[Opening Excerpted records section]

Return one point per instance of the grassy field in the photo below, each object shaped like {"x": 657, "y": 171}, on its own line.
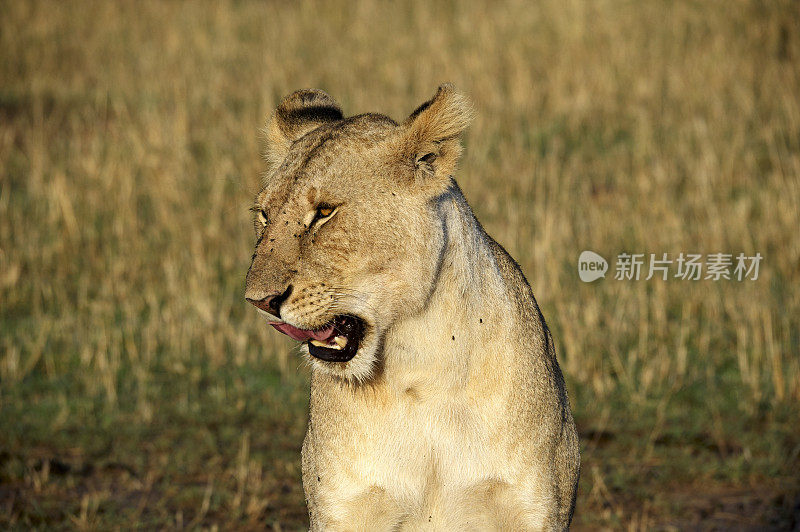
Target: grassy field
{"x": 138, "y": 390}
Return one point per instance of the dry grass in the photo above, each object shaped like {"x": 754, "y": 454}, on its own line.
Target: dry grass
{"x": 129, "y": 153}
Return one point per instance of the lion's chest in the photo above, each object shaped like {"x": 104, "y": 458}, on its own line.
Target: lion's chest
{"x": 424, "y": 455}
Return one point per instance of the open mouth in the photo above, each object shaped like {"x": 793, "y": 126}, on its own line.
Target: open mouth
{"x": 337, "y": 341}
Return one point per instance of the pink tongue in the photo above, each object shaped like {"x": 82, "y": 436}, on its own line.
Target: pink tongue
{"x": 302, "y": 335}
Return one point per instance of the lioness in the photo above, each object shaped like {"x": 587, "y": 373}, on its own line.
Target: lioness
{"x": 436, "y": 399}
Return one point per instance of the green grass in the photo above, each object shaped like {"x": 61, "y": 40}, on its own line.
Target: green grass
{"x": 136, "y": 388}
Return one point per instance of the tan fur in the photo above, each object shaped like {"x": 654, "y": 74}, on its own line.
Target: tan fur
{"x": 453, "y": 414}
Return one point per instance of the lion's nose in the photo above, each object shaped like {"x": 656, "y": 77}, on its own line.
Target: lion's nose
{"x": 272, "y": 304}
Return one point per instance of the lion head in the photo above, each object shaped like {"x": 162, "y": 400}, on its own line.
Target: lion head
{"x": 349, "y": 237}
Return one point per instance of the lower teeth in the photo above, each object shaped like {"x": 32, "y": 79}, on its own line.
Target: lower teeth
{"x": 338, "y": 343}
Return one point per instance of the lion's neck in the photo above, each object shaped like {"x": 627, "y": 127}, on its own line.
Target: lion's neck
{"x": 467, "y": 322}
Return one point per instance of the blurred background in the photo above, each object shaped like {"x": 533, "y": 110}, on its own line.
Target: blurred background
{"x": 137, "y": 389}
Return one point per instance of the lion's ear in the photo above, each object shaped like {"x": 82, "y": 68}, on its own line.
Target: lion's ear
{"x": 297, "y": 114}
{"x": 432, "y": 133}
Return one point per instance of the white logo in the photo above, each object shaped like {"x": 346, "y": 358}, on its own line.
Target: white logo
{"x": 591, "y": 266}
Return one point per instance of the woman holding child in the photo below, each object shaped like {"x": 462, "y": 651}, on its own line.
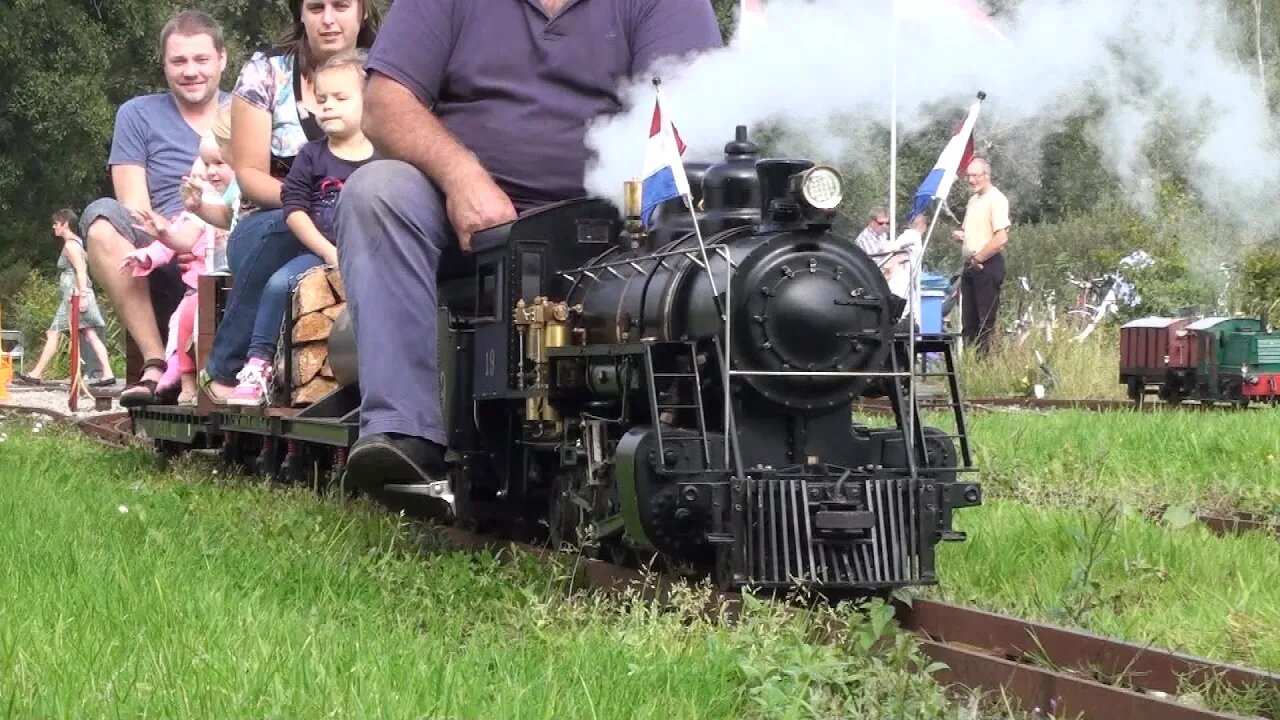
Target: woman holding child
{"x": 274, "y": 114}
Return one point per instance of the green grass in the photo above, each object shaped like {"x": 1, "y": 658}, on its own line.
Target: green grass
{"x": 1219, "y": 460}
{"x": 1120, "y": 575}
{"x": 129, "y": 592}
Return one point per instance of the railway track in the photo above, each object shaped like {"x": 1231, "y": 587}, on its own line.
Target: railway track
{"x": 1059, "y": 671}
{"x": 1095, "y": 405}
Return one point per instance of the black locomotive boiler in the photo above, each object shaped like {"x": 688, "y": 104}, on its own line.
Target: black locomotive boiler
{"x": 672, "y": 392}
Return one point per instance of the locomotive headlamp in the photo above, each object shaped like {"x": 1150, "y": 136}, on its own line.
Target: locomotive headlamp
{"x": 819, "y": 187}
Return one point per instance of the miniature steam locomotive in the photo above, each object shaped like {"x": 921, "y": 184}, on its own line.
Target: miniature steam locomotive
{"x": 677, "y": 391}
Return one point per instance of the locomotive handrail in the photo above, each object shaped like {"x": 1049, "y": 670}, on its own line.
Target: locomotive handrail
{"x": 722, "y": 250}
{"x": 826, "y": 373}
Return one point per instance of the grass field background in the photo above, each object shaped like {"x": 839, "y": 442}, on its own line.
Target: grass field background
{"x": 133, "y": 592}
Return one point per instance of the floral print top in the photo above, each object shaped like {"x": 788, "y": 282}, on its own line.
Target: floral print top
{"x": 268, "y": 83}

[Closing Excerpted records section]

* [Work instructions] What lines of the listing above hold "below"? Copy all of them.

* [Expected output]
Return one point per instance of the grassy field in the photo below, each object shaped like {"x": 657, "y": 171}, on its own line.
Return one point per instance of the woman holding child in the photo below, each object shaped like {"x": 462, "y": 651}, on its own line.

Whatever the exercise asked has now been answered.